[Records]
========
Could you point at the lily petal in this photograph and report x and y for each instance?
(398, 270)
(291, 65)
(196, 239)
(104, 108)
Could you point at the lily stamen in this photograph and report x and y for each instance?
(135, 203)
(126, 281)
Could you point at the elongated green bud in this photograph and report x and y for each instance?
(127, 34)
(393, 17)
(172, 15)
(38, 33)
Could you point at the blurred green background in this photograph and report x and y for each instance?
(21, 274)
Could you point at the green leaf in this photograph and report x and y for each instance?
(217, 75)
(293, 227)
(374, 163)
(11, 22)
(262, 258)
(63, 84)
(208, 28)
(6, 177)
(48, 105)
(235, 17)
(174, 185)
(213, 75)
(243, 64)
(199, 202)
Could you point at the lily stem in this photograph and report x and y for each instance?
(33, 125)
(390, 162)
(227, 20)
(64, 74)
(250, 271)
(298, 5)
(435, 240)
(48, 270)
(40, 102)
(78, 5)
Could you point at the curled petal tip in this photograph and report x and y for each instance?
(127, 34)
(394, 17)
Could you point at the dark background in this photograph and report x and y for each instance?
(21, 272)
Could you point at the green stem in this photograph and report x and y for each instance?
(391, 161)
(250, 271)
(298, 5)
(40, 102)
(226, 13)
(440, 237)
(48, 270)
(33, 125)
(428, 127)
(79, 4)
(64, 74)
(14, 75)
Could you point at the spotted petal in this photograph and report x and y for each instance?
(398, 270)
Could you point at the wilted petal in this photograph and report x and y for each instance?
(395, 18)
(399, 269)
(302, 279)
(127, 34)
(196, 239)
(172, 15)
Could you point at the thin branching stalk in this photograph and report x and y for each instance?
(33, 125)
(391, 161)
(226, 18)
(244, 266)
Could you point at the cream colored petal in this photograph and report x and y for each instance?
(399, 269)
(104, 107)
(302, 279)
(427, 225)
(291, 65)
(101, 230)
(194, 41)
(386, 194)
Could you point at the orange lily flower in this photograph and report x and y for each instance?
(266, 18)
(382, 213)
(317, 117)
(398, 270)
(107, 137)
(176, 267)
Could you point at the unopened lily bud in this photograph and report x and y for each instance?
========
Written task:
Return every line of the listing above word for word, without leaving any out.

Response to the task:
Could you point at the lily petal in this photograph and report x and y for each instance?
(398, 270)
(291, 65)
(196, 239)
(104, 108)
Could you point at the lily stamen in this photograph and report x and y for each instance?
(135, 203)
(126, 281)
Could you point at the elongated green bud in this photograph and report x and y for each instance?
(127, 34)
(393, 17)
(172, 15)
(38, 33)
Could you point at the blurred green background in this photograph and report x and y for each instance?
(21, 274)
Could you point at the green leaf in this photograph and report x and y for each instance?
(217, 75)
(293, 227)
(374, 163)
(11, 22)
(262, 258)
(63, 84)
(208, 28)
(6, 177)
(48, 105)
(235, 17)
(174, 185)
(213, 75)
(243, 64)
(199, 202)
Could you point at the lily stem in this photograph and report x and y for each instance?
(33, 125)
(390, 162)
(227, 20)
(64, 74)
(250, 271)
(298, 5)
(435, 240)
(48, 270)
(40, 102)
(78, 5)
Could you point at the curled petal tip in this photograph and report x and y for each instance?
(127, 34)
(394, 17)
Could you point at the dark background in this photograph and report x and y for each instance?
(21, 272)
Could you point at the green stem in this photograph and report x and y for each instance?
(391, 161)
(250, 271)
(298, 5)
(40, 102)
(226, 13)
(440, 237)
(48, 270)
(33, 125)
(428, 127)
(79, 4)
(64, 74)
(14, 75)
Could you point at the spotted petal in this photograph and report x and y for each instance?
(398, 270)
Could you point at the wilted petal in this photograph and report x and y for each instance?
(395, 18)
(399, 269)
(302, 279)
(127, 34)
(196, 239)
(172, 15)
Could you point at the thin branching stalk in this photograph and report x and y for each instance?
(33, 125)
(391, 161)
(226, 18)
(244, 266)
Could you point at the cream colored petal in this photograph and report x and y for each instance?
(399, 269)
(104, 107)
(302, 279)
(427, 225)
(291, 65)
(101, 230)
(194, 41)
(386, 194)
Could you point at the orange lily flower in this photograph and report x and y for each instance?
(266, 18)
(382, 213)
(317, 117)
(398, 270)
(107, 137)
(176, 267)
Could you point at the unopened lily bud in this photograph and report x and y for each instance?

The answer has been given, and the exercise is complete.